Si parla spesso in questi giorni di riforma della giustizia evocando oltre alle tante modifiche anche la “responsabilità civile del magistrato” che già nel 1987 fu oggetto di un referendum popolare che poi si affossò in Parlamento. I radicali ed i socialisti affrontarono una battaglia importante per l’affermazione di una responsabilità che dovrebbe essere un obbligo civile, morale ed anche sanzionatorio: chi sbaglia deve inesorabilmente pagare sia esso un medico, sia esso un magistrato, sia esso qualsiasi altro professionista.
Anche se il codice penale vigente ha degli articolati che punirebbe il magistrato inadempiente o che non fa bene il proprio mestiere, ma a mio avviso ciò non basta. Molti errori sono stati causati da negligenze, superficialità e a volte anche mancanza di parsimonia nell’accertare delle verità penalizzati anche dalla fretta di cercare il colpevole a tutti i costi e sbatterlo in galera.

- **Estratti del dataset**
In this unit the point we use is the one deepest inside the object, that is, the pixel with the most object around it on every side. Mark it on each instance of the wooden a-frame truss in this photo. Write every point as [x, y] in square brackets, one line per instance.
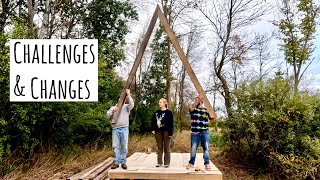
[158, 14]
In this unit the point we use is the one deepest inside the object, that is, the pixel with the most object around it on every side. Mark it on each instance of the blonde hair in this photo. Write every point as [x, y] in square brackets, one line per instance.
[165, 102]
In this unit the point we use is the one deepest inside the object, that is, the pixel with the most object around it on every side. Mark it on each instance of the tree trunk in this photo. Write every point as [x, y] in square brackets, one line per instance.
[4, 14]
[30, 14]
[181, 99]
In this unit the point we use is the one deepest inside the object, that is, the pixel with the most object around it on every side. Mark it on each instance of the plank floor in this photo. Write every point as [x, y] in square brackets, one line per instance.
[143, 166]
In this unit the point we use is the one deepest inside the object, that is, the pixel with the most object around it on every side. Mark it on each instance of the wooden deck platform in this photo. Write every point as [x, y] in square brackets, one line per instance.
[142, 166]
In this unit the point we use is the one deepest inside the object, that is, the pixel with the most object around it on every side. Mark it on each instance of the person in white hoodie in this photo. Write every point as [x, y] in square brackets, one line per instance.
[120, 132]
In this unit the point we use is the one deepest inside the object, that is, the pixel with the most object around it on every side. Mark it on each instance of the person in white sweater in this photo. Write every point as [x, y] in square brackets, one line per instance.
[120, 132]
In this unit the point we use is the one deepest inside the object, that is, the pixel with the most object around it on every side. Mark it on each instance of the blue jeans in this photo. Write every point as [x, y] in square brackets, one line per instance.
[120, 144]
[204, 138]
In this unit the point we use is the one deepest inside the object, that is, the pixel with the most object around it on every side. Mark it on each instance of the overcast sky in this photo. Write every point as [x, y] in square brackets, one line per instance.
[146, 8]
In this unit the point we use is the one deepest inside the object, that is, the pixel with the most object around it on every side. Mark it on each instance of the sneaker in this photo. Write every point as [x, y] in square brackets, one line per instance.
[189, 166]
[114, 166]
[124, 166]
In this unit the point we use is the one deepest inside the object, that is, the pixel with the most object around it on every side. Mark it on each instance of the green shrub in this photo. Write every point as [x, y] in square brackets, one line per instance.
[269, 126]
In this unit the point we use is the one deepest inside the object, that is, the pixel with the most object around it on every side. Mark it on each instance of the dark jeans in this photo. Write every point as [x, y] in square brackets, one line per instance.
[163, 143]
[196, 139]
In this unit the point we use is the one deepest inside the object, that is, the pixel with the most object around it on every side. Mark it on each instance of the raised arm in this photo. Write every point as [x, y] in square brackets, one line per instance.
[194, 104]
[131, 102]
[111, 111]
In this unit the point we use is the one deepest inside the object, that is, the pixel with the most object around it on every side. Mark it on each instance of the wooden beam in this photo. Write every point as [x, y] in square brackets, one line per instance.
[185, 62]
[135, 66]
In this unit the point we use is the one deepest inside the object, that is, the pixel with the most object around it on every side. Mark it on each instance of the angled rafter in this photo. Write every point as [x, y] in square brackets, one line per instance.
[183, 57]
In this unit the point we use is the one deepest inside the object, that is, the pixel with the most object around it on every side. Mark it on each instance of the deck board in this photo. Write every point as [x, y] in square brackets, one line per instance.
[142, 166]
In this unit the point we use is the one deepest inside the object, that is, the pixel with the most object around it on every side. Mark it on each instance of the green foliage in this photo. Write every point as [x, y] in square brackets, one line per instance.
[152, 87]
[297, 29]
[107, 20]
[270, 125]
[26, 128]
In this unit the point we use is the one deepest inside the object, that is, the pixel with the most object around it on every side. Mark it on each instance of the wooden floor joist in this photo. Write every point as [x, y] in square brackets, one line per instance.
[143, 166]
[96, 172]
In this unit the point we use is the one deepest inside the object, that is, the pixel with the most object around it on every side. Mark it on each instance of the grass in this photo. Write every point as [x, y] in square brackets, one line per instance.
[50, 165]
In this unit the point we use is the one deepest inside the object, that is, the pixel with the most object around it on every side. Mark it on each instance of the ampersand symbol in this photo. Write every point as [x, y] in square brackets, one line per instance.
[17, 90]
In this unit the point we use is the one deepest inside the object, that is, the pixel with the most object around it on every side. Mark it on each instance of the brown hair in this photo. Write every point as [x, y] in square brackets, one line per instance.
[165, 102]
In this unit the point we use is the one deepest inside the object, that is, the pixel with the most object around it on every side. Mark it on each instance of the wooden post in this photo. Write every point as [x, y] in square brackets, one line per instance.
[135, 65]
[185, 62]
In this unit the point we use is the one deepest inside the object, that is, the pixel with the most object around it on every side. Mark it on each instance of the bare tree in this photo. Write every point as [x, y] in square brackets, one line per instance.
[227, 18]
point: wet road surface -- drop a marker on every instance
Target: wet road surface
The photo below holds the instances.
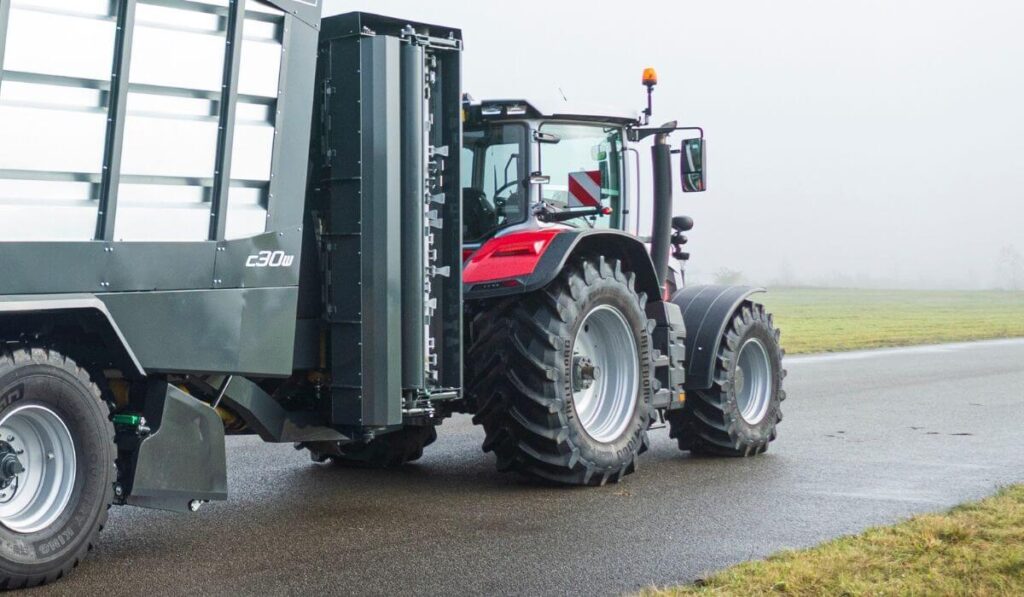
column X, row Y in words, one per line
column 868, row 438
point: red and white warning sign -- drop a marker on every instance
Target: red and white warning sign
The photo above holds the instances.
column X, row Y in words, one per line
column 585, row 188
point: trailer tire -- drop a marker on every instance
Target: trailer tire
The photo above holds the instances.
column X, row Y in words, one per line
column 739, row 414
column 388, row 451
column 522, row 376
column 55, row 422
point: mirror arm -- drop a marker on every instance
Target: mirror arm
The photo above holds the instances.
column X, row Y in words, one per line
column 639, row 134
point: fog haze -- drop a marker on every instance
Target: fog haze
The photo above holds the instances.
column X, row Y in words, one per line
column 851, row 143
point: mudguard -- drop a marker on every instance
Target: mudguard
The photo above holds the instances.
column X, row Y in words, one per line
column 523, row 262
column 184, row 460
column 88, row 309
column 707, row 310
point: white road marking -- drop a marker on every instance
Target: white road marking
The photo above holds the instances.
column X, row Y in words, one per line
column 928, row 349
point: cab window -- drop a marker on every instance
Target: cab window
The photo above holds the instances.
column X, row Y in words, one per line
column 494, row 170
column 584, row 163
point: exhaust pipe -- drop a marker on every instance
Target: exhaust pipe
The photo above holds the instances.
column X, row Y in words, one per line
column 662, row 223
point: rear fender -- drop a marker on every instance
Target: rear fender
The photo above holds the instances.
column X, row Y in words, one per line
column 707, row 311
column 523, row 262
column 22, row 315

- **Esercizio**
Riscrivi in forma più breve il paragrafo del brano che comincia con "Si parla spesso in questi giorni", mantenendone i fatti principali. Basati soltanto sul brano.

- **Risposta**
Nel dibattito attuale sulla riforma della giustizia si richiama anche la responsabilità civile del magistrato, già oggetto nel 1987 di un referendum popolare poi affossato in Parlamento. Radicali e socialisti si batterono perché venisse affermata come obbligo civile, morale e sanzionatorio: chi sbaglia deve pagare, che sia medico, magistrato o qualsiasi altro professionista.